WORK TO BE COMPLETED: Gather every line of the entries below that contains the string "utility", matching case exactly.

====================

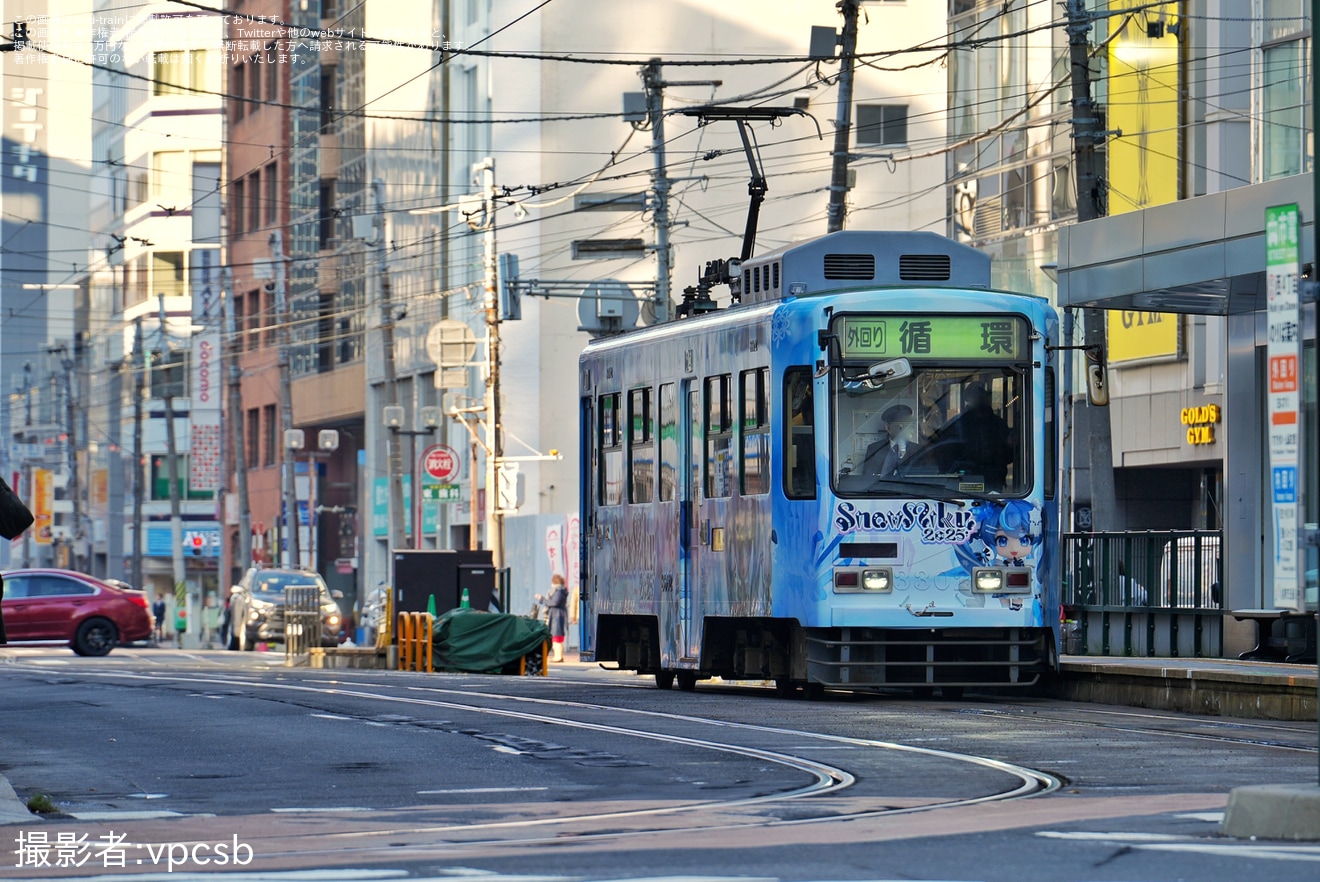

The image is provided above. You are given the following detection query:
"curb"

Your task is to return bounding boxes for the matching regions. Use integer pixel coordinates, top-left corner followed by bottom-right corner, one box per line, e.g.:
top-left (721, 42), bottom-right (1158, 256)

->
top-left (1220, 784), bottom-right (1320, 841)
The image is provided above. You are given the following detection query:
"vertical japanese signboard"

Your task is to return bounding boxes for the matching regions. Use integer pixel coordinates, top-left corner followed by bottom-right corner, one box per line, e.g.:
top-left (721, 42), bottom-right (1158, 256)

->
top-left (1265, 205), bottom-right (1303, 609)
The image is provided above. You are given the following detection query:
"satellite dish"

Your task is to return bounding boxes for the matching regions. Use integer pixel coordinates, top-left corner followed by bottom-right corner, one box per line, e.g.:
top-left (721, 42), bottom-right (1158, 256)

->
top-left (578, 279), bottom-right (642, 337)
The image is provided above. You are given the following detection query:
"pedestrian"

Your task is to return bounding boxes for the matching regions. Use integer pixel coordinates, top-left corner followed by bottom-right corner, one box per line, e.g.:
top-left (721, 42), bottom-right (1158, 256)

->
top-left (152, 594), bottom-right (165, 643)
top-left (536, 573), bottom-right (569, 662)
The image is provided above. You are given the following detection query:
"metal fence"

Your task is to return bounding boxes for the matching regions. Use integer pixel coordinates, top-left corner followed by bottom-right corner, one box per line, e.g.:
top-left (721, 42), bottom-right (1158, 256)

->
top-left (284, 585), bottom-right (321, 668)
top-left (1061, 529), bottom-right (1224, 658)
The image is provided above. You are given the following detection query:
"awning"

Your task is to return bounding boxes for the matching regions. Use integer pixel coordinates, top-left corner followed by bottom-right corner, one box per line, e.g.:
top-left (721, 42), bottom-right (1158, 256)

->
top-left (1057, 174), bottom-right (1315, 316)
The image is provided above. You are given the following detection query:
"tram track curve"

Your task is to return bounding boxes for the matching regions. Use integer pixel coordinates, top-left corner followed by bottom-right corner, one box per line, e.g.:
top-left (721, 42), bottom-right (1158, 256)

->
top-left (0, 665), bottom-right (1061, 854)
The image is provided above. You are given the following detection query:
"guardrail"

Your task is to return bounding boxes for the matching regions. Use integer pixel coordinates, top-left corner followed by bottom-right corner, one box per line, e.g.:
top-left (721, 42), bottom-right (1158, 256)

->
top-left (1061, 529), bottom-right (1225, 658)
top-left (399, 613), bottom-right (434, 673)
top-left (284, 585), bottom-right (321, 668)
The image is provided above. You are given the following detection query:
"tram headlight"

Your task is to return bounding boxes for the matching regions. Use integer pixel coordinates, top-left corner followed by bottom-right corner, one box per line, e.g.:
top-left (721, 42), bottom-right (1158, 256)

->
top-left (972, 569), bottom-right (1003, 593)
top-left (862, 566), bottom-right (894, 592)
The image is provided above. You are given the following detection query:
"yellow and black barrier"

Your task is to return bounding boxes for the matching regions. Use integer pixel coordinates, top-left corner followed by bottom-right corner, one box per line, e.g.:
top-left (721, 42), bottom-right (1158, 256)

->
top-left (399, 613), bottom-right (436, 673)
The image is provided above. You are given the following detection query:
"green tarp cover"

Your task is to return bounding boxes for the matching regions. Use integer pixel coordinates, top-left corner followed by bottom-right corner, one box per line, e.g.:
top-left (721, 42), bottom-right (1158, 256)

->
top-left (432, 609), bottom-right (550, 673)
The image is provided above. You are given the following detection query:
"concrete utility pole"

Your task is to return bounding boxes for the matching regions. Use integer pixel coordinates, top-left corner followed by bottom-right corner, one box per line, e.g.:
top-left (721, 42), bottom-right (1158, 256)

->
top-left (220, 267), bottom-right (252, 573)
top-left (269, 230), bottom-right (302, 566)
top-left (157, 294), bottom-right (187, 647)
top-left (828, 0), bottom-right (859, 232)
top-left (371, 178), bottom-right (403, 565)
top-left (478, 157), bottom-right (501, 572)
top-left (1064, 0), bottom-right (1115, 532)
top-left (51, 345), bottom-right (82, 570)
top-left (644, 58), bottom-right (673, 325)
top-left (133, 316), bottom-right (147, 589)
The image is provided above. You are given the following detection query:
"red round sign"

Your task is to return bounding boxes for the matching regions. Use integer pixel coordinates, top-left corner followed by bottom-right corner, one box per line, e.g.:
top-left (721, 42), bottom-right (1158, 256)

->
top-left (421, 444), bottom-right (459, 483)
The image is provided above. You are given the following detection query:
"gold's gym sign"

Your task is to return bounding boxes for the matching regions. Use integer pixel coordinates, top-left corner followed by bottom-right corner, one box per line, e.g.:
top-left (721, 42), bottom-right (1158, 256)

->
top-left (1181, 404), bottom-right (1220, 445)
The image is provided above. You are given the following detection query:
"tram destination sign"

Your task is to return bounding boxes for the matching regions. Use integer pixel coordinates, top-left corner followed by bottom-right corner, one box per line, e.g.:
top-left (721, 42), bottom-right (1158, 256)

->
top-left (838, 314), bottom-right (1027, 362)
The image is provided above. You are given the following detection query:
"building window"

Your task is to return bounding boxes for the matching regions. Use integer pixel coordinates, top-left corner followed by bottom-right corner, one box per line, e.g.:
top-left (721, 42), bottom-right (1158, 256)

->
top-left (261, 404), bottom-right (280, 466)
top-left (230, 178), bottom-right (247, 235)
top-left (265, 162), bottom-right (280, 227)
top-left (857, 104), bottom-right (907, 147)
top-left (247, 169), bottom-right (261, 232)
top-left (317, 181), bottom-right (334, 251)
top-left (628, 390), bottom-right (656, 503)
top-left (265, 42), bottom-right (280, 104)
top-left (230, 62), bottom-right (247, 120)
top-left (239, 288), bottom-right (261, 353)
top-left (152, 251), bottom-right (187, 297)
top-left (246, 408), bottom-right (261, 467)
top-left (1261, 40), bottom-right (1311, 181)
top-left (152, 49), bottom-right (218, 95)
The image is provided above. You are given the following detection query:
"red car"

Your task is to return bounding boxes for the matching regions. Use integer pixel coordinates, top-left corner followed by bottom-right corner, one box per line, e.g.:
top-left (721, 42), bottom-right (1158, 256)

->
top-left (0, 569), bottom-right (152, 655)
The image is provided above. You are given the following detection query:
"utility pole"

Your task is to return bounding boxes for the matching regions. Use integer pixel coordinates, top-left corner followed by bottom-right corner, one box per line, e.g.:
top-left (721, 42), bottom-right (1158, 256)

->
top-left (828, 0), bottom-right (859, 232)
top-left (478, 158), bottom-right (501, 573)
top-left (220, 267), bottom-right (252, 573)
top-left (157, 294), bottom-right (187, 647)
top-left (1064, 0), bottom-right (1115, 532)
top-left (371, 178), bottom-right (403, 567)
top-left (133, 316), bottom-right (147, 589)
top-left (269, 230), bottom-right (302, 568)
top-left (51, 345), bottom-right (82, 570)
top-left (644, 58), bottom-right (673, 325)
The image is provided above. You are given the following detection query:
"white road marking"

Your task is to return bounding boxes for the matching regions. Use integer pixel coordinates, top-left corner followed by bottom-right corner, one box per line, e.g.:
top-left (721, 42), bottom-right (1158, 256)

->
top-left (417, 787), bottom-right (549, 795)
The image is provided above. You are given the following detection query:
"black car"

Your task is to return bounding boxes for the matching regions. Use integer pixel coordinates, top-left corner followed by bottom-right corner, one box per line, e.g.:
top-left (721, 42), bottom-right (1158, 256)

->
top-left (230, 568), bottom-right (343, 651)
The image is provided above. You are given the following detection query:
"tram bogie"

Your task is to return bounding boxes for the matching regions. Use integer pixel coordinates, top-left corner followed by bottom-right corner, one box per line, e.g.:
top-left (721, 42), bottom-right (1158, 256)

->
top-left (579, 232), bottom-right (1059, 697)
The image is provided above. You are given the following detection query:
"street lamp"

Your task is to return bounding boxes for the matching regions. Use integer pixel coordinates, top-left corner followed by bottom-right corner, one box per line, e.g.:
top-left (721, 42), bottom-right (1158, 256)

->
top-left (381, 404), bottom-right (440, 548)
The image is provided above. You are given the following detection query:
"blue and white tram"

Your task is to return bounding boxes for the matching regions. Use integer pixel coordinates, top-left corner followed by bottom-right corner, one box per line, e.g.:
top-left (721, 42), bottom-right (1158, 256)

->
top-left (579, 231), bottom-right (1060, 695)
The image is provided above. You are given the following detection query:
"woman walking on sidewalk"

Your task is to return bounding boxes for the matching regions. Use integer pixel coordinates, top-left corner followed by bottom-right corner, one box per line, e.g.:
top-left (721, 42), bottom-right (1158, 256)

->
top-left (536, 573), bottom-right (569, 662)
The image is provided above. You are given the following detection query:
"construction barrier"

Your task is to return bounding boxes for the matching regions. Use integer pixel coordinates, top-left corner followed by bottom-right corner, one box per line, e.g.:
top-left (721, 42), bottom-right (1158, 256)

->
top-left (399, 613), bottom-right (434, 673)
top-left (517, 640), bottom-right (550, 677)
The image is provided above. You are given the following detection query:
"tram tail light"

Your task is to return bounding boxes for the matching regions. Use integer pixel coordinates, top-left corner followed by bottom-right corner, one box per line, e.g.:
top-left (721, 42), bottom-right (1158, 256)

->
top-left (862, 566), bottom-right (894, 592)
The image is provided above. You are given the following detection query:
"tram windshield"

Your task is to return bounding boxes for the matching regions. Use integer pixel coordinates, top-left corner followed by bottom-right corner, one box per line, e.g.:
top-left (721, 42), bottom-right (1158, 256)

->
top-left (830, 317), bottom-right (1032, 498)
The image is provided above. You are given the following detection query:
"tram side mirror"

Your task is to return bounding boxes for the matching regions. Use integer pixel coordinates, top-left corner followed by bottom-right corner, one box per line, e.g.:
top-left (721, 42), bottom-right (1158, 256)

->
top-left (866, 358), bottom-right (912, 383)
top-left (1086, 346), bottom-right (1109, 407)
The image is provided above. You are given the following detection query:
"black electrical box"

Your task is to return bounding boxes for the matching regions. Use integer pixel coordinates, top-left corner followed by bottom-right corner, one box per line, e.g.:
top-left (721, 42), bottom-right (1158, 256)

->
top-left (395, 549), bottom-right (496, 615)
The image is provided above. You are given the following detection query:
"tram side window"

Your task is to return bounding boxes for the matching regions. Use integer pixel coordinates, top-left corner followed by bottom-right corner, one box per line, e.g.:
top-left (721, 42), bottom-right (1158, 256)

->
top-left (599, 392), bottom-right (623, 506)
top-left (1044, 367), bottom-right (1059, 499)
top-left (783, 367), bottom-right (816, 499)
top-left (741, 367), bottom-right (770, 496)
top-left (706, 374), bottom-right (734, 499)
top-left (660, 383), bottom-right (678, 502)
top-left (628, 390), bottom-right (656, 502)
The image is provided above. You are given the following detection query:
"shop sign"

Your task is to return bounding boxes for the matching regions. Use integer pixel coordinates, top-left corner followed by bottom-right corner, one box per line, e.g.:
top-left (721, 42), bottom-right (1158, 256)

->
top-left (1180, 404), bottom-right (1220, 446)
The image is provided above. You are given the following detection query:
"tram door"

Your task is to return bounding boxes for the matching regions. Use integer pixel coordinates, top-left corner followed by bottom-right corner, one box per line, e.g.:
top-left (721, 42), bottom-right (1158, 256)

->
top-left (580, 395), bottom-right (601, 652)
top-left (678, 380), bottom-right (705, 660)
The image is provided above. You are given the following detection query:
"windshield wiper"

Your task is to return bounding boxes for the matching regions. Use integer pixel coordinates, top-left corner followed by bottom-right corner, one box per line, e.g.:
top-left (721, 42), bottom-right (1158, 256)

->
top-left (862, 478), bottom-right (968, 508)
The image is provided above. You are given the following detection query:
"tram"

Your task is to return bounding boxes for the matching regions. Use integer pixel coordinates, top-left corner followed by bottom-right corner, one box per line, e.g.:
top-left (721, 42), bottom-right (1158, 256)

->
top-left (579, 231), bottom-right (1060, 697)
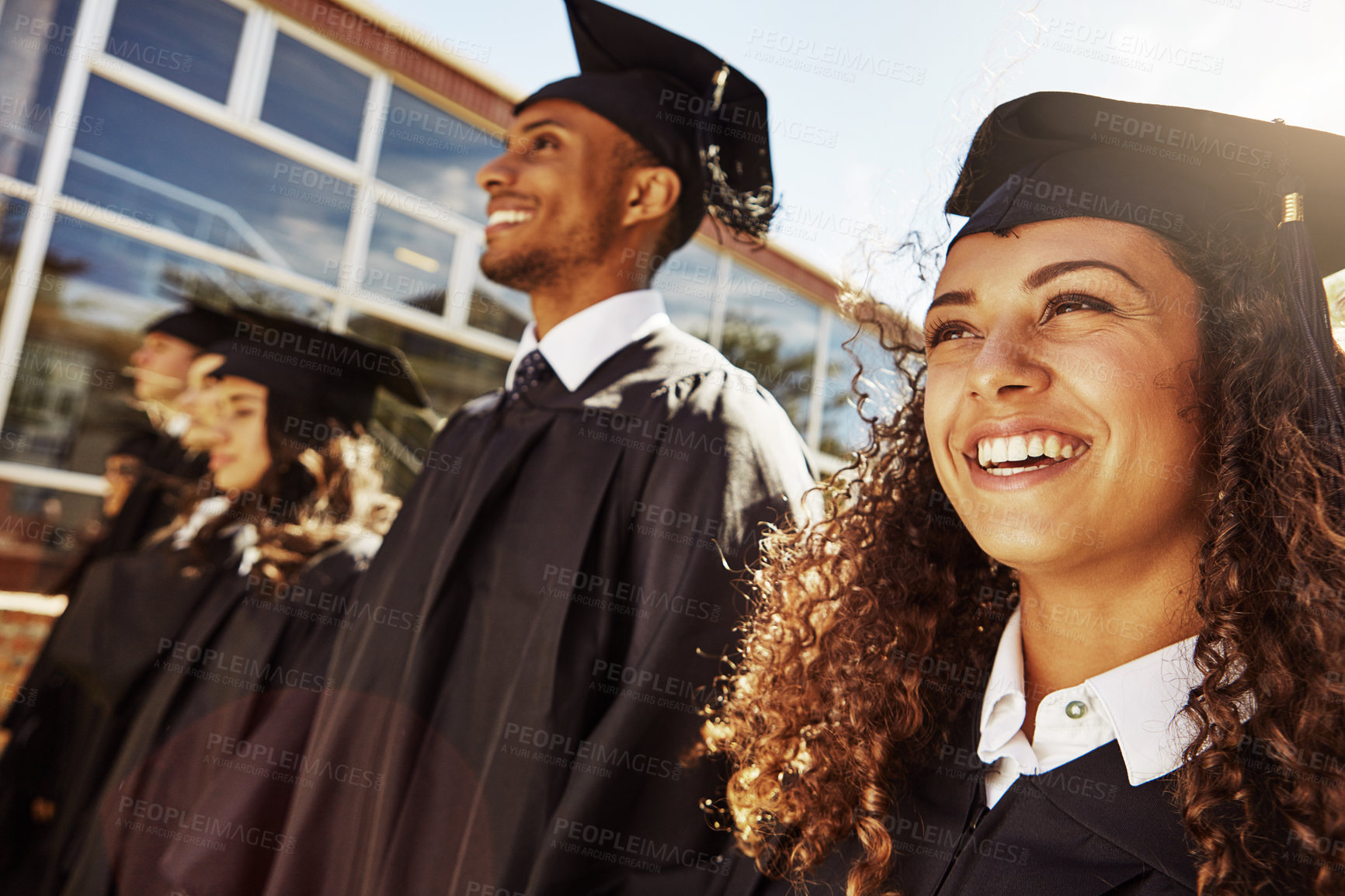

====================

CORRECT OUTPUT:
"concrete utility pole"
"utility pole"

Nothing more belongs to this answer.